Task to carry out
Turn the lines between the one containing "Every instance of the small green" and the one containing "<point>708,916</point>", inclusive, into a numbered list with blank lines dropped.

Supplied material
□ □ □ □ □

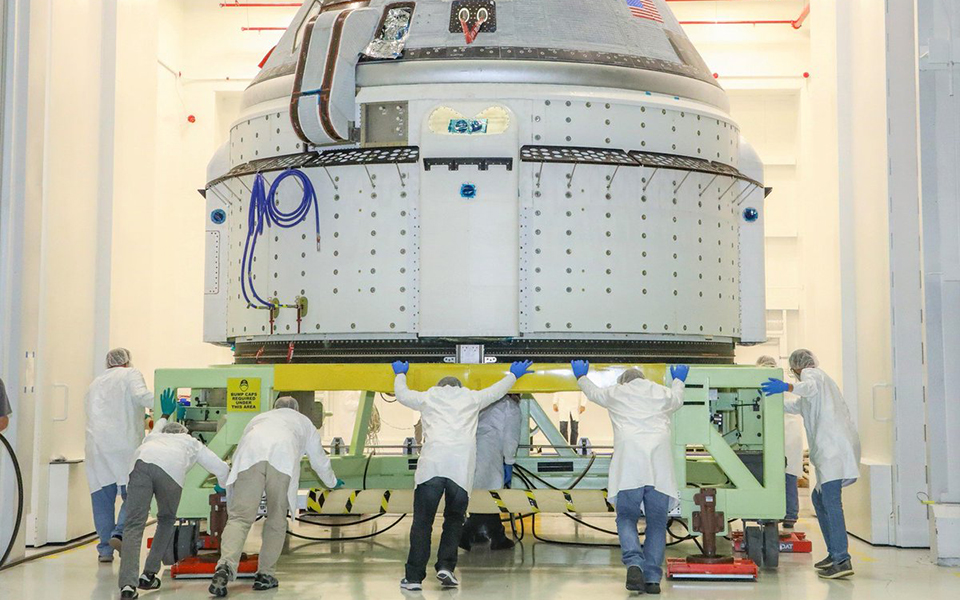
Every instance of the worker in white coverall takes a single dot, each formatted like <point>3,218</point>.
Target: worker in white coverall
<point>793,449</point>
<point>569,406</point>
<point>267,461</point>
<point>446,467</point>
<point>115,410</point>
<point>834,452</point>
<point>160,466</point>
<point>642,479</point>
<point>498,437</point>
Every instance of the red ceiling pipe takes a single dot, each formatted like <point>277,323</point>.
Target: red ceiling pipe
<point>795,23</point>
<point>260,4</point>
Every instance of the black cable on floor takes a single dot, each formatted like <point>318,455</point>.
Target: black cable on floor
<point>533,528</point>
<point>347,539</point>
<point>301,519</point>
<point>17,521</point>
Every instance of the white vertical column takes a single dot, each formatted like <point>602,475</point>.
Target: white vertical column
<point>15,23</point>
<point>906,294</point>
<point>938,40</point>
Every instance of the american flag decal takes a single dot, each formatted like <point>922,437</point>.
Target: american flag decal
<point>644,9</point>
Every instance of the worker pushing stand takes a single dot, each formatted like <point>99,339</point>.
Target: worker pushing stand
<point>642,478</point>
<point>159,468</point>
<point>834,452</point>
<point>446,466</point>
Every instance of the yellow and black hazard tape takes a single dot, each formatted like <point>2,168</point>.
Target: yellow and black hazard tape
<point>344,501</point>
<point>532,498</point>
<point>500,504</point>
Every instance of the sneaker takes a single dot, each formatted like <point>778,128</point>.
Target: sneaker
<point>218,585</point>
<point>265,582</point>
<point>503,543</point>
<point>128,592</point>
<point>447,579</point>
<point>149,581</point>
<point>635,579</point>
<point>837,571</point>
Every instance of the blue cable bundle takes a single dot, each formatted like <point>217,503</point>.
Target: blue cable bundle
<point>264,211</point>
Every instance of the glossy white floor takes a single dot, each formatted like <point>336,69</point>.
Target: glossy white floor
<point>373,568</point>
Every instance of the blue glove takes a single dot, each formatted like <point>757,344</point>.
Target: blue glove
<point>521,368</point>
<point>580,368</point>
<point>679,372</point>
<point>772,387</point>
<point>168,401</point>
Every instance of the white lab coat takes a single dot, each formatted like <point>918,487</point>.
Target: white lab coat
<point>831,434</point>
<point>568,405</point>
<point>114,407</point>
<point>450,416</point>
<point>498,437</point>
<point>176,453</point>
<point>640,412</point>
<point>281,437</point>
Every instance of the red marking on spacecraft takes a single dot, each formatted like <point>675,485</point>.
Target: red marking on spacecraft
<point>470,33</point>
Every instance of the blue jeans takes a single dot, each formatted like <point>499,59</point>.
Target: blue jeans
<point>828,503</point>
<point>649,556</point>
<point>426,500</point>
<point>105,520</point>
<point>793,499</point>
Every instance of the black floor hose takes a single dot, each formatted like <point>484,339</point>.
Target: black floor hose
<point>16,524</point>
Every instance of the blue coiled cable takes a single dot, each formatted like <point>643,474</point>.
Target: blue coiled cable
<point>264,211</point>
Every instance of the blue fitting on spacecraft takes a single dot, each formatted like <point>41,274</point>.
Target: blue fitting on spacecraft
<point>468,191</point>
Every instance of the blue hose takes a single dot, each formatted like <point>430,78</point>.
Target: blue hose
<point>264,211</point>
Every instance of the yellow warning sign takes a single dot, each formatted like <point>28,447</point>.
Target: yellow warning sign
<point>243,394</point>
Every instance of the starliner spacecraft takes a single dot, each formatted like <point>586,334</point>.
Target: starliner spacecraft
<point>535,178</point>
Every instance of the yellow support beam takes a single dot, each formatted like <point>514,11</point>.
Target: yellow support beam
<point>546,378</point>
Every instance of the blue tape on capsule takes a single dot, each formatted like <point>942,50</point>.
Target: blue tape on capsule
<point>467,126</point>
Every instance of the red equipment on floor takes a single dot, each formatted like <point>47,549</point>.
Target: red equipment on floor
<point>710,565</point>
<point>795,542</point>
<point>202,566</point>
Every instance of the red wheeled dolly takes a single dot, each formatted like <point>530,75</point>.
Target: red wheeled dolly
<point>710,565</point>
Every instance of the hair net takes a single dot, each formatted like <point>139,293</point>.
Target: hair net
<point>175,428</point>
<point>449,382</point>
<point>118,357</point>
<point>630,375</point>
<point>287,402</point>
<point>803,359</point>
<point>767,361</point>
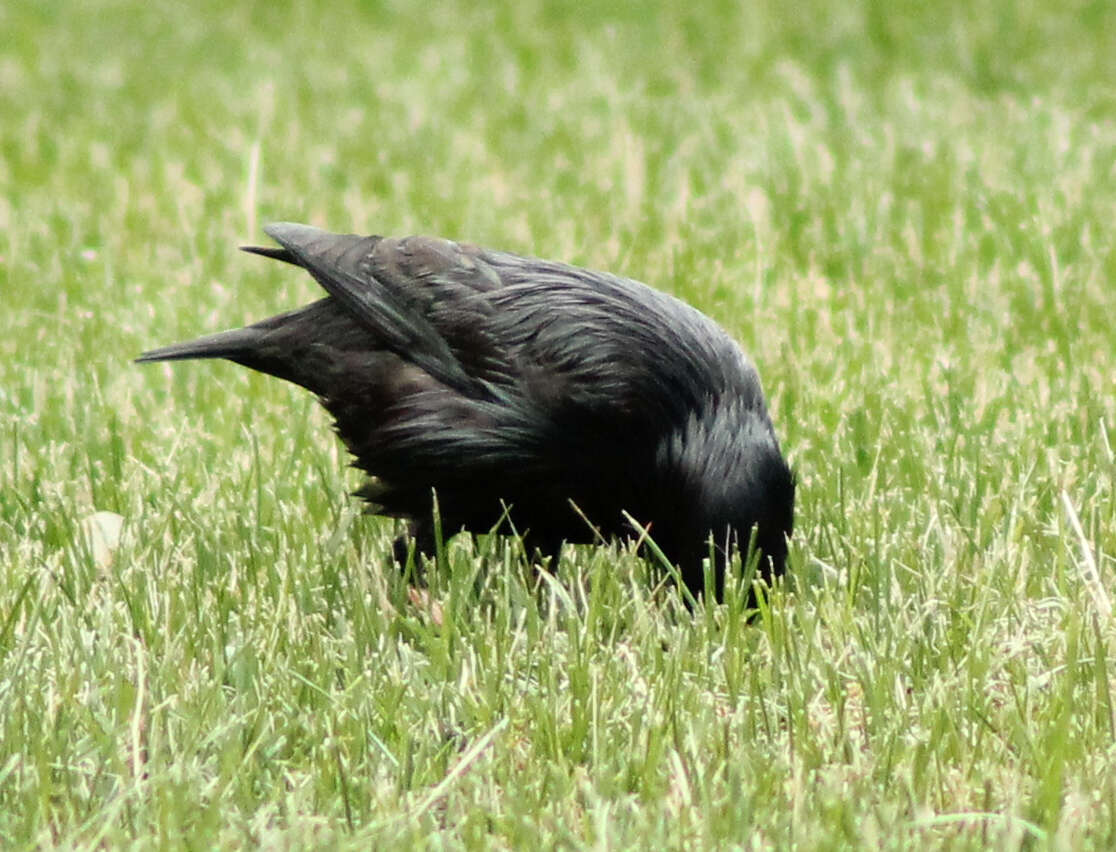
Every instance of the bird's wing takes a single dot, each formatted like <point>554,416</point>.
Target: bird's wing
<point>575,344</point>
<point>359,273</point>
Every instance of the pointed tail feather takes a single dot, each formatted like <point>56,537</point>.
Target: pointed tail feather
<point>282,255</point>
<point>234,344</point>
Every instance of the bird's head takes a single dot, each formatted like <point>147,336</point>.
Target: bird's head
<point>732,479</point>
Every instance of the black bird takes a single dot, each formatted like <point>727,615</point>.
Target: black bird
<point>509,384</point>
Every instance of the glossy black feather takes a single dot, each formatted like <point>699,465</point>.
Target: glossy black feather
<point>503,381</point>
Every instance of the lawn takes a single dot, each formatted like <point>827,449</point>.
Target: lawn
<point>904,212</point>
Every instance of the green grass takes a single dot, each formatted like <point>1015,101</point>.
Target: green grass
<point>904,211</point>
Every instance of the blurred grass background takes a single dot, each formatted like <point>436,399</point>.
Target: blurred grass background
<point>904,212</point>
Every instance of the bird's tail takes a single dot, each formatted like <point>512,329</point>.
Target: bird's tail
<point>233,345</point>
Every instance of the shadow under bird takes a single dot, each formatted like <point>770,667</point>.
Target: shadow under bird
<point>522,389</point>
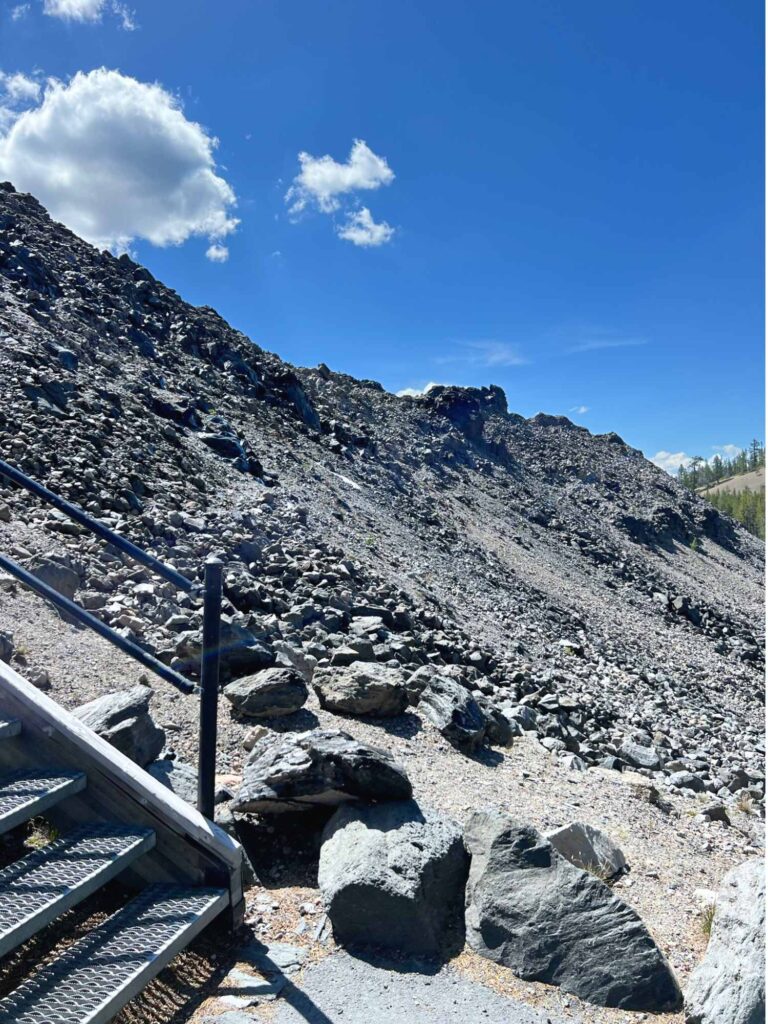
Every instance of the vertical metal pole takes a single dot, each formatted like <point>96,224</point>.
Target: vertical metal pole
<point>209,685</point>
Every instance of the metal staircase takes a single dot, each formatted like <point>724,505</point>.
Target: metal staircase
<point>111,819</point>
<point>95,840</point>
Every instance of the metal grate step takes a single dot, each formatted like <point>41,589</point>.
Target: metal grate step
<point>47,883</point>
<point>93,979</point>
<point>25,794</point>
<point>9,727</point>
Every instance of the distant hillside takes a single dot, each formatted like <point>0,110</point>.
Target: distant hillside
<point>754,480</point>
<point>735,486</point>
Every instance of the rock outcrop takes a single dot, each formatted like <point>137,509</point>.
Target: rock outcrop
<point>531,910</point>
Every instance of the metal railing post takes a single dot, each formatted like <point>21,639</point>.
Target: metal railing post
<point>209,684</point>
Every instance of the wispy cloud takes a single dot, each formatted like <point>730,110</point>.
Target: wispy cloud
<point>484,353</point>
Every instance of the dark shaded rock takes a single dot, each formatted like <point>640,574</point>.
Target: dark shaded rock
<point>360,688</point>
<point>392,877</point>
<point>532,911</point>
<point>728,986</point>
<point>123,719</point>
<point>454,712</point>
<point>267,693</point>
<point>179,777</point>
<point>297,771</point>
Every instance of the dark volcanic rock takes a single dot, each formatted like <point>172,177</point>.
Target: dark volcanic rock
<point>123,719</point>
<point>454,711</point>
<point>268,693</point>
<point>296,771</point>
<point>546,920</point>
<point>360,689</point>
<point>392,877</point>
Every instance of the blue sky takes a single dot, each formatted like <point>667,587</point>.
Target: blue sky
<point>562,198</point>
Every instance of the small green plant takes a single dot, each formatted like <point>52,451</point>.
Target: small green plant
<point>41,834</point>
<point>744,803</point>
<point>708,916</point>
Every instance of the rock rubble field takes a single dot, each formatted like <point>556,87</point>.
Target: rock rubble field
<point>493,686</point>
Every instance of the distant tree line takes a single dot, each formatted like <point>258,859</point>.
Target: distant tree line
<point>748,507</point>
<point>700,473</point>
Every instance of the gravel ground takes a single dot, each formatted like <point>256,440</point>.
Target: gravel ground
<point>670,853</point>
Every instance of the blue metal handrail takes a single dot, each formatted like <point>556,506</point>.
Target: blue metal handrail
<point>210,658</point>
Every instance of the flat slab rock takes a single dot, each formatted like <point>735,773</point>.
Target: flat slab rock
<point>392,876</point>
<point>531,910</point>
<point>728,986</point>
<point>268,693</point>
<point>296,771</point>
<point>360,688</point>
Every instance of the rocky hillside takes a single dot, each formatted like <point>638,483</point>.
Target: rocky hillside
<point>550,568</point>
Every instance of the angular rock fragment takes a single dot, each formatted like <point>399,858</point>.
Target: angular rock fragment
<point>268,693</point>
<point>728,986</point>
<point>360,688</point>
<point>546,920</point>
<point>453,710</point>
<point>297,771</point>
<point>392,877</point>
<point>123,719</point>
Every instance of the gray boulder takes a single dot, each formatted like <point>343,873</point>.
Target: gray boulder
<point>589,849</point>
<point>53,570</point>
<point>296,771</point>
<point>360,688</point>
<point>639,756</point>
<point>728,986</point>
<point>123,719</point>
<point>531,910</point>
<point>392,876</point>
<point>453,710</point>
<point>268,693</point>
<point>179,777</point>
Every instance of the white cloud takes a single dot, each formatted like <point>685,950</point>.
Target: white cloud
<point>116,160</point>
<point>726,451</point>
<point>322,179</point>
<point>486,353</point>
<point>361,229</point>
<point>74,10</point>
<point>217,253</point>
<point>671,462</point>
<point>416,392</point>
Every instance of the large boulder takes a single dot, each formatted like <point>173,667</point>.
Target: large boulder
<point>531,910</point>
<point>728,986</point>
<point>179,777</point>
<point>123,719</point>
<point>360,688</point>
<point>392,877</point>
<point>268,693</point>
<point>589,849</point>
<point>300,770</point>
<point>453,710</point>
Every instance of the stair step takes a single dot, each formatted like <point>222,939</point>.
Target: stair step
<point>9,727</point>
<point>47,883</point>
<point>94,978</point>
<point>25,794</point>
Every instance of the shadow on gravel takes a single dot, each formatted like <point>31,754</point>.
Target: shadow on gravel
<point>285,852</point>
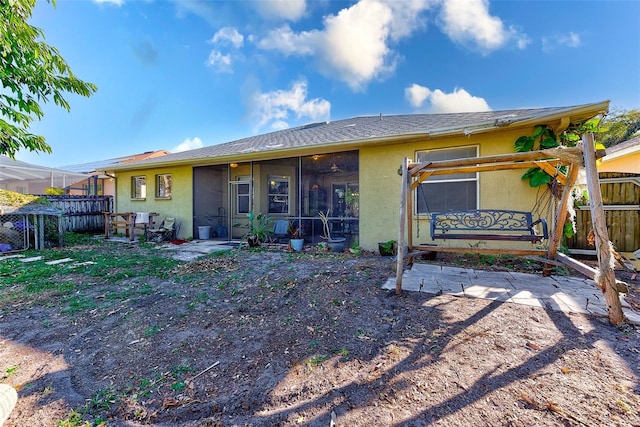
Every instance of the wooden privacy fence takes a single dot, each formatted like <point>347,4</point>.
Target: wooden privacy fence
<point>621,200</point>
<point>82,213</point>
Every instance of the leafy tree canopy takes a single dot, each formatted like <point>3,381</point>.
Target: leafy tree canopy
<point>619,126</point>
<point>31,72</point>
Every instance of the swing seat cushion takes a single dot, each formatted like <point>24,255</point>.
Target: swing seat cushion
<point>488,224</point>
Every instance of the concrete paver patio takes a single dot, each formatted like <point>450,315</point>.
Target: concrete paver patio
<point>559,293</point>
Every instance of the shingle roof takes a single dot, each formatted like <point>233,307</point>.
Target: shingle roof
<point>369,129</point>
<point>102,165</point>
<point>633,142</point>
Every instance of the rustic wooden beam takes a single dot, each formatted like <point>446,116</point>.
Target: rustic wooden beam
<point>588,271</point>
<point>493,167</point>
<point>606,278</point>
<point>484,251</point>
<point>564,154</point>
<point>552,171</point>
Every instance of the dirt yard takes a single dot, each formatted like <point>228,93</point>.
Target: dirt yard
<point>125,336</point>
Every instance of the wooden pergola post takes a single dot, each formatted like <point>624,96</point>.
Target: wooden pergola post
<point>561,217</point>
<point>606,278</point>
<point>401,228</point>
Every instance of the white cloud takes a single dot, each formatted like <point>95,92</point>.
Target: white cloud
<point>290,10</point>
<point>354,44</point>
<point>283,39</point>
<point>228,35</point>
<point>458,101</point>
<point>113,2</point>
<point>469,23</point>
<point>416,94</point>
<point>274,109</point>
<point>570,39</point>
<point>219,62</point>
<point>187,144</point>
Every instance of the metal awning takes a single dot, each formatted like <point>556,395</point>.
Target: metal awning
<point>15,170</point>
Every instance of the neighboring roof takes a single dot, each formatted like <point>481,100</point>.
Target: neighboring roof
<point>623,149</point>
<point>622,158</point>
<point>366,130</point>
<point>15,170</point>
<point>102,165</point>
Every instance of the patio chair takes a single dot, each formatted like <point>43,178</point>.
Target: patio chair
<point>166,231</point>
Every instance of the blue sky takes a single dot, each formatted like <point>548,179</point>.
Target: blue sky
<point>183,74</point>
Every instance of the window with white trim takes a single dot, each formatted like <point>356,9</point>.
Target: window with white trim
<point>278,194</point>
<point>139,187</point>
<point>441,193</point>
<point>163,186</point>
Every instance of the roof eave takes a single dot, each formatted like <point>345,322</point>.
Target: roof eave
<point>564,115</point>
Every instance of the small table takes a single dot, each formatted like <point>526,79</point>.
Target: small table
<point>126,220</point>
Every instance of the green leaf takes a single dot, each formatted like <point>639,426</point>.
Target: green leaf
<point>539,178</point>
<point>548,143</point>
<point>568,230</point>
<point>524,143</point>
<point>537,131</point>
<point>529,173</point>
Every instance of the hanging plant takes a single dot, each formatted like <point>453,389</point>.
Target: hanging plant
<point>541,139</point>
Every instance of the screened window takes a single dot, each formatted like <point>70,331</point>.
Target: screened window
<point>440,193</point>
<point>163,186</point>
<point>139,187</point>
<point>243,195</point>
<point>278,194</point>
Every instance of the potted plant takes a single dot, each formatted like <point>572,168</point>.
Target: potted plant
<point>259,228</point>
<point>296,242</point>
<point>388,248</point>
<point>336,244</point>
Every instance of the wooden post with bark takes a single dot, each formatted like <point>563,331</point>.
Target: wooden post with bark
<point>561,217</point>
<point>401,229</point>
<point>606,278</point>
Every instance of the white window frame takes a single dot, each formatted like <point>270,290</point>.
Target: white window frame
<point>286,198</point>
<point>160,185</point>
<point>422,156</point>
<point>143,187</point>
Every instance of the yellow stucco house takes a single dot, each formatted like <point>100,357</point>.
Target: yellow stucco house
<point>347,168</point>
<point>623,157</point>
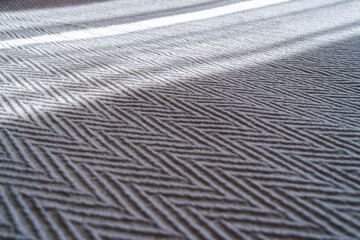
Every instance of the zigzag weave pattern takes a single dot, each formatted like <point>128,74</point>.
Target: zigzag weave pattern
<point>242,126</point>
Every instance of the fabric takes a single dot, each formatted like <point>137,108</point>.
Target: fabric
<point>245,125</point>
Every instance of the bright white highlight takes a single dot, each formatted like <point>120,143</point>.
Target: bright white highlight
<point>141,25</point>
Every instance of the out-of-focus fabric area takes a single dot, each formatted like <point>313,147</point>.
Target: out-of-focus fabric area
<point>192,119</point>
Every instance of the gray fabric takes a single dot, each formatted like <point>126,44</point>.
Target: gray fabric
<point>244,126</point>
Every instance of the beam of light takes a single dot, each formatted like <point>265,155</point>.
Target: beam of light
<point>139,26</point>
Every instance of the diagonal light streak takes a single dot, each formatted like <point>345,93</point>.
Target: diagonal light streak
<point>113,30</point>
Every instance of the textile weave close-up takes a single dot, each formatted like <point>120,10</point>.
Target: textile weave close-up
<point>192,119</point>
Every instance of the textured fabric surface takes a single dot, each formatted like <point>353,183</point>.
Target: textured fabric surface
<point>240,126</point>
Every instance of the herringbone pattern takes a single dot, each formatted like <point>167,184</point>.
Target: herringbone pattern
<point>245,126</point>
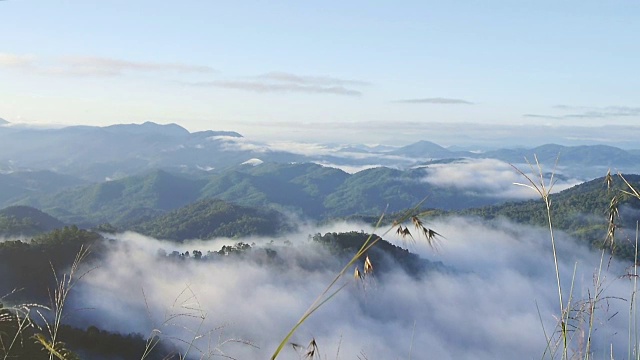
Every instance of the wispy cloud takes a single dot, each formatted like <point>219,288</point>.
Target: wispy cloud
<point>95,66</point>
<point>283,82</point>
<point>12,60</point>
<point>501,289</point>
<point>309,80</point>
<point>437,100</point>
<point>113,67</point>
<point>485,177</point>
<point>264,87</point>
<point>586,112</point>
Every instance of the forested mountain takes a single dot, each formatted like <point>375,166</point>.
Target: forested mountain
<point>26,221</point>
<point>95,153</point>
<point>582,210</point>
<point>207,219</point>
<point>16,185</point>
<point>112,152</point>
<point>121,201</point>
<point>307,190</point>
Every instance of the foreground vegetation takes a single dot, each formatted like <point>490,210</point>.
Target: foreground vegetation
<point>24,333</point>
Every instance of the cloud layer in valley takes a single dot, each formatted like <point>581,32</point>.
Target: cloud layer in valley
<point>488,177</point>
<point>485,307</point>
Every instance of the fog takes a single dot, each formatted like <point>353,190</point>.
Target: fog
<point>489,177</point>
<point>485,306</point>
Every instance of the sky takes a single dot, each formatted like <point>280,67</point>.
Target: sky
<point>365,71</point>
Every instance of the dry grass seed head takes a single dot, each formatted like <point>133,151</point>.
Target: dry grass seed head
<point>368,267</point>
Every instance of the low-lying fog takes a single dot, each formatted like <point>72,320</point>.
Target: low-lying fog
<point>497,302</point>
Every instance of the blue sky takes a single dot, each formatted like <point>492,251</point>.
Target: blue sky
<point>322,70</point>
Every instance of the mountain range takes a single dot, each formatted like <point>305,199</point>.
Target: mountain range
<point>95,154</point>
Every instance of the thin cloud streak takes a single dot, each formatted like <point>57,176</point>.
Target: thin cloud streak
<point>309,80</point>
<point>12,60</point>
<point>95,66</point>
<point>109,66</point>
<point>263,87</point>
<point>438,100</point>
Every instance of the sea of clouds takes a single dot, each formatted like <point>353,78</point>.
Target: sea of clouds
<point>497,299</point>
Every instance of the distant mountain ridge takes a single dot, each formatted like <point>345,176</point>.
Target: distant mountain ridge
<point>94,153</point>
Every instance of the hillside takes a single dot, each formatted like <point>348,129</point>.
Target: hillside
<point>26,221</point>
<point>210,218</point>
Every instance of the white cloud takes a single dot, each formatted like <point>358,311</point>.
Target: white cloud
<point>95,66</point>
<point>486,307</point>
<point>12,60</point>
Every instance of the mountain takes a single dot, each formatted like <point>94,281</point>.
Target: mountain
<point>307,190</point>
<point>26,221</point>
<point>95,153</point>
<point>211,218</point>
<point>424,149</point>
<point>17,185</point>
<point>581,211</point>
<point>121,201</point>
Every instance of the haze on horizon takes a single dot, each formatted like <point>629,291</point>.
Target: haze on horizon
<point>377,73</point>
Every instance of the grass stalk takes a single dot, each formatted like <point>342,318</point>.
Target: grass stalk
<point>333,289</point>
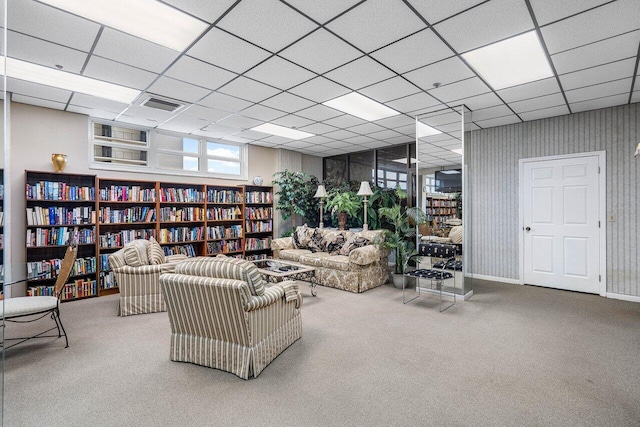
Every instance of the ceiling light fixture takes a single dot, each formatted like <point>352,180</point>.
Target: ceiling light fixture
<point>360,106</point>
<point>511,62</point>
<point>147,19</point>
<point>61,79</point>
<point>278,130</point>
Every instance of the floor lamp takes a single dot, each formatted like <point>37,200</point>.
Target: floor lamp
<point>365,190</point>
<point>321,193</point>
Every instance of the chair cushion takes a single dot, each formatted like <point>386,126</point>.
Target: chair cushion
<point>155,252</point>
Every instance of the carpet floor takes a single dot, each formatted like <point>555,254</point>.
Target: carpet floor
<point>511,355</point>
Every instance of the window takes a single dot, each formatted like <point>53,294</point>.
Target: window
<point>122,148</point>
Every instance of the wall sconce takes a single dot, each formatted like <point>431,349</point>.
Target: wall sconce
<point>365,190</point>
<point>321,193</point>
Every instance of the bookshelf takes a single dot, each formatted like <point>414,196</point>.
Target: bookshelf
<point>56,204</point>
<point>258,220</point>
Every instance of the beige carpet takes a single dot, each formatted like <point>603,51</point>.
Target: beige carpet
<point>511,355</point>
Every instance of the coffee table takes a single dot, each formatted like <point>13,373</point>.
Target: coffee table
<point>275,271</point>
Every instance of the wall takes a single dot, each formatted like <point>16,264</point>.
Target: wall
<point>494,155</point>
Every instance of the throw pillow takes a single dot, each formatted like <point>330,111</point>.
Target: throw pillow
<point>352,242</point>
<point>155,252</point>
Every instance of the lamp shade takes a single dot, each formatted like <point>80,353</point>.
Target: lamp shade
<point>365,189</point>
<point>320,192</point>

□ □ □ □ □

Response to this exercise
1. Every instance of the small green plant takes a single dot, each formatted like <point>52,451</point>.
2. Target: small green plant
3. <point>41,834</point>
4. <point>744,803</point>
5. <point>708,916</point>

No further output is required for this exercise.